** ASSIGNMENT **
Find the line containing "The client would like the railing" in the entries below. Reproduce that line and each one after it to the end, exactly, with no other lines.

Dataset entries
______________________________

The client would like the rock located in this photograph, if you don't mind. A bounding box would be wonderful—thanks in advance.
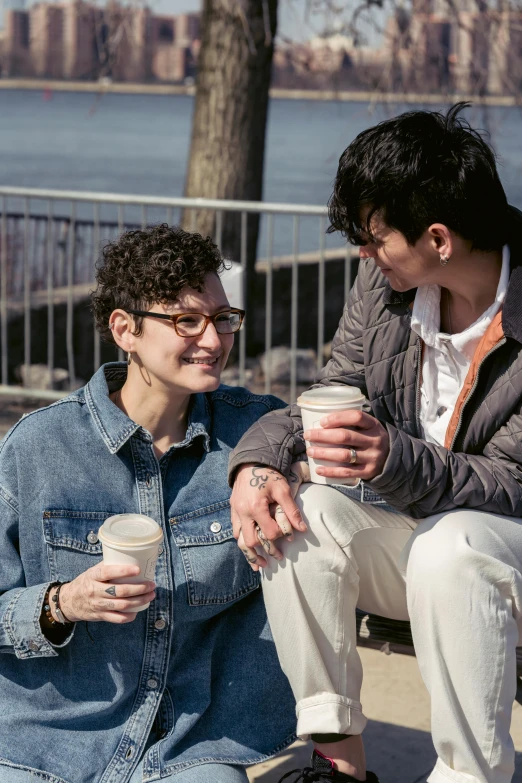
[220,367,254,386]
[17,364,69,390]
[259,346,317,384]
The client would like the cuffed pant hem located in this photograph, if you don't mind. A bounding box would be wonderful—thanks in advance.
[428,758,481,783]
[295,693,367,740]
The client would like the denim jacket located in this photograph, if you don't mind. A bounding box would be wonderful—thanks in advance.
[0,363,296,783]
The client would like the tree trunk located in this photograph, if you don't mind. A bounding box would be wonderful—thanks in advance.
[184,0,278,353]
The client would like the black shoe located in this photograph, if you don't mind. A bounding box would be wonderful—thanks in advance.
[278,749,380,782]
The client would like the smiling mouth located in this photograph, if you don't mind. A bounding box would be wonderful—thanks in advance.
[183,357,220,365]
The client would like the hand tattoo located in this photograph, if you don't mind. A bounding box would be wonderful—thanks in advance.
[250,466,283,491]
[256,527,273,555]
[105,585,117,597]
[241,548,258,564]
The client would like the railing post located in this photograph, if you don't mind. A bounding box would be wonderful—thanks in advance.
[290,215,299,403]
[117,204,125,363]
[0,197,7,386]
[317,215,326,377]
[66,203,77,390]
[264,214,274,395]
[239,211,247,388]
[93,202,101,372]
[23,198,31,374]
[47,200,55,388]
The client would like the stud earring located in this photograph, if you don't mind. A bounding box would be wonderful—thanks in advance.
[440,254,451,267]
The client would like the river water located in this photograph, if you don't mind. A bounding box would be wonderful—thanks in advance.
[1,89,522,257]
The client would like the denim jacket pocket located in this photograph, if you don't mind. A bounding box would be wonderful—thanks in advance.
[43,510,111,582]
[170,500,260,606]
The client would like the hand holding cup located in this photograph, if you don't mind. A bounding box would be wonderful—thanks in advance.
[304,407,390,482]
[58,564,156,624]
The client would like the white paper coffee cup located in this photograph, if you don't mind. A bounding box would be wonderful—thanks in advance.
[98,514,163,612]
[297,387,366,486]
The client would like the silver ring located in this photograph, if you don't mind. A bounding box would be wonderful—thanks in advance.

______________________________

** REPLY **
The client would like the railing post located in this photograph, if you don't mind. A bounding box would be wonderful—thanks in advance.
[290,215,299,403]
[117,204,125,363]
[0,197,7,386]
[317,215,326,377]
[66,203,77,390]
[264,214,274,395]
[239,211,247,388]
[93,202,101,372]
[23,198,31,374]
[47,200,55,388]
The client would like the stud earring located in this photograph, if you don't mind. A bounding box would be wonderful—thanks in advance.
[440,254,451,267]
The client would like the river water located in this photograph, if you don't mind. A bounding box would be wonderful—thanks in advance.
[1,89,522,257]
The client would like the denim jacket pocket located in this photograph, if you don't mind. A bounding box would be wonderful—thanks in advance.
[43,510,111,582]
[170,500,260,606]
The client would like the hand holding cup located in this photograph, if you don't mind. A bounding box would be wonderful—thanks in advance.
[304,407,390,482]
[58,564,156,624]
The client would like the white paper coffee cup located in this photograph, if you don't mind. A bounding box would be wonderful—thanks in advance.
[98,514,163,612]
[297,387,366,486]
The client would like the silver ring located in this photograph, if you don't mind. A bounding box would be wonderful—thanks in advance.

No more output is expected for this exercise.